:: Aufgabe A ::
Geben Sie aus dem Text über Affirmative Action die Passage wortgetreu wieder: Beginnen Sie bei den Worten "So sehr ich" und hören Sie nach "(Hetero)sexismus und Homophobie." auf.
:: Aufgabe B ::
Führen Sie den Text über Affirmative Action und Männlichkeit im Anschluss an seinen letzten Satz fort.

:: Seitentext ::

________________________

So sehr ich Affirmative Action unterstützenswert finde, nicht immer werden diese Maßnahmen der individuell erlebten Realität gerecht. Oft musste ich eine Party wieder verlassen, weil unsere heterosexuellen männlichen Freunde nicht erwünscht waren. Doch viel bemerkenswerter als rechtliche und rechtsethische Argumente für und wider die Vereinbarkeit von Freiheit und Gleichheit, ist die Diskussion darüber, was eigentlich männlich und heterosexuell sein soll und warum gerade diese konstruierte Gruppe allein verantwortlich zeichnen soll für (Hetero)sexismus und Homophobie.

________________________

:: Einträge ::

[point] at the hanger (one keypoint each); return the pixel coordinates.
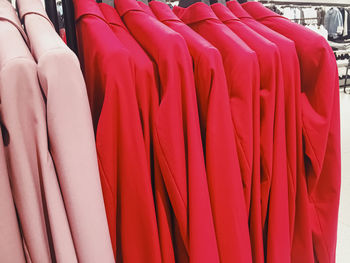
(187, 3)
(218, 1)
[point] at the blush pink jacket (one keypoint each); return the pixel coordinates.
(70, 134)
(36, 193)
(11, 248)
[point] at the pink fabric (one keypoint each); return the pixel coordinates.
(11, 248)
(35, 189)
(71, 138)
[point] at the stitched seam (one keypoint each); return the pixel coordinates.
(172, 174)
(238, 141)
(319, 223)
(11, 60)
(309, 141)
(104, 174)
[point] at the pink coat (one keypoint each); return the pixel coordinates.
(71, 136)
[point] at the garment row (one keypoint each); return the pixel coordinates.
(216, 133)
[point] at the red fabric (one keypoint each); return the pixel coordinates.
(271, 126)
(125, 175)
(321, 131)
(178, 144)
(291, 80)
(215, 117)
(242, 73)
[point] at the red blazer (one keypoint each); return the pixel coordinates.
(321, 131)
(271, 124)
(242, 73)
(109, 72)
(178, 144)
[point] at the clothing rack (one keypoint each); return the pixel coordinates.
(307, 3)
(345, 85)
(51, 10)
(69, 21)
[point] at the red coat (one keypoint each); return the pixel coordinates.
(242, 73)
(215, 114)
(125, 175)
(321, 132)
(178, 144)
(271, 124)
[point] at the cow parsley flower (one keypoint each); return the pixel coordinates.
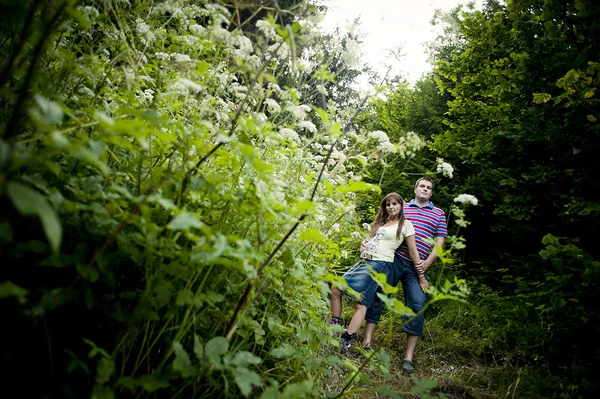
(379, 136)
(266, 29)
(466, 199)
(308, 125)
(289, 134)
(272, 106)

________________________

:: Antwort A ::
So sehr ich Affirmative Action unterstützenswert finde, nicht immer werden diese Maßnahmen der individuell erlebten Realität gerecht. Oft musste ich eine Party wieder verlassen, weil unsere heterosexuellen männlichen Freunde nicht erwünscht waren. Doch viel bemerkenswerter als rechtliche und rechtsethische Argumente für und wider die Vereinbarkeit von Freiheit und Gleichheit, ist die Diskussion darüber, was eigentlich männlich und heterosexuell sein soll und warum gerade diese konstruierte Gruppe allein verantwortlich zeichnen soll für (Hetero)sexismus und Homophobie.

:: Antwort B ::
Vor ein paar Jahren besuchte ich Lesbenpartys noch genau aus diesem Grund: Keine Heteromänner, die dich angaffen, anzügliche Bemerkungen machen, ungefragt anfassen oder fragen, ob ich bereit wäre für ein Schäferstündchen mit ihm/ihnen und meiner weiblichen Begleitung, keine homophoben Beleidigungen. Später stellte ich fest, dass diese Freiheit auch Schattenseiten hat. Der schwul-lesbischen Community sind Dominanz und Ausschluss nämlich auch nicht fremd, was sich in der Diskriminierung von Bisexuellen, Trans* und Queer oder sogar Lesben selbst offenbart (von Rassismus einmal abgesehen). Noch mehr bin ich als lesbische Frau auf einer solchen Party auch nicht vor sexualisierten Übergriffen und (Hetero)Sexismen geschützt, die der Gästemix aus Lesben, Hetero-Frauen und schwulen Männern meint, ungeniert ausleben zu können.

Eindeutigkeiten und einseitige Täterzuweisungen greifen also nicht, um ein Umfeld zu schaffen, in dem sich jede_r Besucher_in wohlfühlt. Mittlerweile ziehe ich queere Umfelder solchen Partys vor, gehe lieber auf „gender-mixed“ Veranstaltungen oder bin gern Teil eines Publikums, welches die Vielfalt von und innerhalb eines Menschen abbildet.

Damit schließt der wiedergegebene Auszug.